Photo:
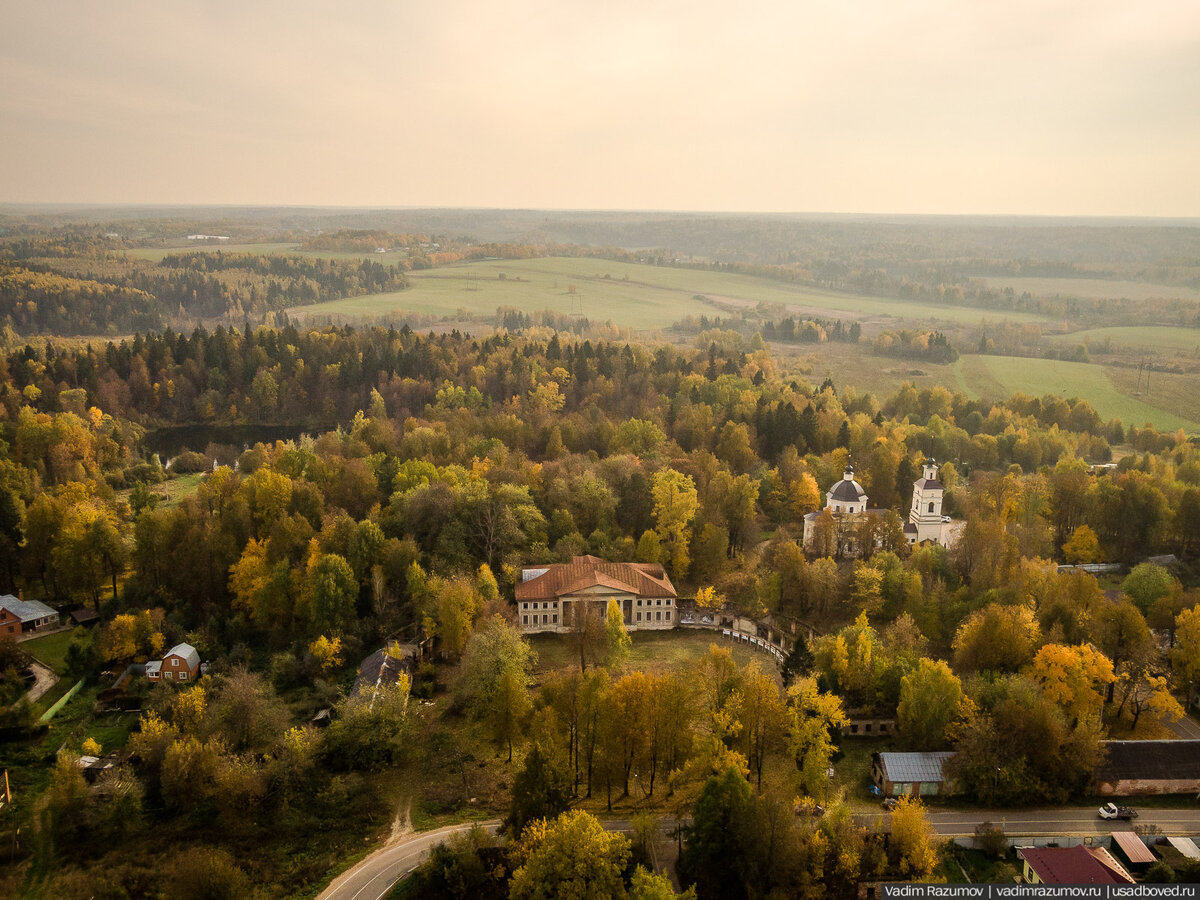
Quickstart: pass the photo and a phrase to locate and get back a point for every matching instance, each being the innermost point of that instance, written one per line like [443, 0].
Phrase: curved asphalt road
[376, 875]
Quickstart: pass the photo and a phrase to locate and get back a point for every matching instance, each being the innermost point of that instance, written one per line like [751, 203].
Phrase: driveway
[45, 681]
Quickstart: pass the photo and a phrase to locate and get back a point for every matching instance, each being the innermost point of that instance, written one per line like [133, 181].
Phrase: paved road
[1062, 822]
[1186, 729]
[376, 875]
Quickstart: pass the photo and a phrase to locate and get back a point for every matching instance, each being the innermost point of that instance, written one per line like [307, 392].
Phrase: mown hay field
[628, 294]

-*-*-

Required task → Rewrite all of the material above, leaving out the pictures, with each "innermost point" changed to "central point" and nothing else altered.

Solution to this task →
Photo:
Quickstart: pass the photo and a phrase to locate and get back a point for every matching instance, each being the central point of that instance, written one per line like [443, 0].
Phrase: curved asphalt road
[376, 875]
Quickstart: pass the photo and a phrase to locate and get back a point for every matching instance, each being the central point of that instance, written one per line like [751, 203].
Phrase: driveway
[45, 681]
Quickstart: pass the photo and a phrase to locate and get back a point for every matching instance, each being the central point of that instance, written one per line like [133, 181].
Phrase: paved road
[1062, 822]
[1186, 729]
[376, 875]
Quickstart: pass the photo and a phrase to locate and get back a point for every matching instance, each being the central point of that instance, written one per line like [307, 392].
Phrase: mown hay field
[628, 294]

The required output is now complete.